### Do this
Reproduce the material below word for word, leaving every line and number unchanged.

** BEGIN Record set **

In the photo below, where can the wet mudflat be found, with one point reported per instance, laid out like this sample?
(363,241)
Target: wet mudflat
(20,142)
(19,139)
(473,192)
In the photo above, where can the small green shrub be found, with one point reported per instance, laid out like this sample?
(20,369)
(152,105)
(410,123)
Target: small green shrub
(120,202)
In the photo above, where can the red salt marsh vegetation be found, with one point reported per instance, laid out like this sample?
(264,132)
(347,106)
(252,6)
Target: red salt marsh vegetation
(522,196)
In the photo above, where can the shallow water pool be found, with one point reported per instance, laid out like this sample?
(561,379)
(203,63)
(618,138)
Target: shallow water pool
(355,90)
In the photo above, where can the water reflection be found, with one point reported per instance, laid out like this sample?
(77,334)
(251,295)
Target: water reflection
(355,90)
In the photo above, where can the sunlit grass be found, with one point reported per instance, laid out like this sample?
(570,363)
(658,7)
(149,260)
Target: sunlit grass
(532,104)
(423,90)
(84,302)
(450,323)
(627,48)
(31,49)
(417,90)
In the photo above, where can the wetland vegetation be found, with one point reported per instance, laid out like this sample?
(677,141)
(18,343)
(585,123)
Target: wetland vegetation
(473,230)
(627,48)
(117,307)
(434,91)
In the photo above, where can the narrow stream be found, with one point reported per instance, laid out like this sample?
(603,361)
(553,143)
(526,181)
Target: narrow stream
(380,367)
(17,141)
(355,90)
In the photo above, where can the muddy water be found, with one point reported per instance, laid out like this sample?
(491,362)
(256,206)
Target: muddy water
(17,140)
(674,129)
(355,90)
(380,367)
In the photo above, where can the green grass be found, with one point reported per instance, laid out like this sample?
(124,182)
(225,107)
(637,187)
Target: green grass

** END Record set **

### Full output
In the photo below, where can the wet mudflat be found, with one point reported per instance, laid out like this sample?
(363,241)
Target: wet mudflat
(20,142)
(19,139)
(473,192)
In the photo above, where can the small green shrub be found, with one point reported per instance, laid out like this sample?
(20,369)
(152,105)
(410,123)
Target: small green shrub
(120,202)
In the photo above, where can the red salt marsh vegetation be found, with one point reported per instance, laid out like this sample?
(264,132)
(347,106)
(252,6)
Target: red salt marsh vegetation
(522,196)
In the photo above, where can the shallow water pool be found, with one point reported per instance, laid out like this sample?
(561,379)
(203,63)
(618,138)
Target: shallow water pool
(355,90)
In the photo above, where can the water reflection be found, with one point reported per instance, laid out like this sample?
(77,334)
(251,295)
Target: water reflection
(355,90)
In the photo above, where can the sunlit grass be found, with one point reported per instance, laid out like this sample?
(570,363)
(658,7)
(149,260)
Target: sunlit grass
(532,104)
(423,90)
(84,302)
(450,323)
(627,48)
(31,49)
(417,90)
In the photo above, where can the wetland vegetation be found, with one point reported per instance, laid out like this sample?
(677,141)
(18,343)
(585,123)
Target: wetland vegetation
(473,230)
(627,48)
(117,307)
(434,91)
In the photo above, where can the narrow stream be found, with one point reported per instance, laid out like this sample?
(603,361)
(553,143)
(526,181)
Target: narrow stream
(380,367)
(17,141)
(355,90)
In the photo above, where can the muddy water be found, with one point reported per instance, laid out like this sample?
(491,362)
(256,206)
Target: muddy water
(17,140)
(674,129)
(355,90)
(380,367)
In the photo above, where can the green grass be found, with one point reported per instance, laid out like this sample?
(124,182)
(225,107)
(637,187)
Target: green grass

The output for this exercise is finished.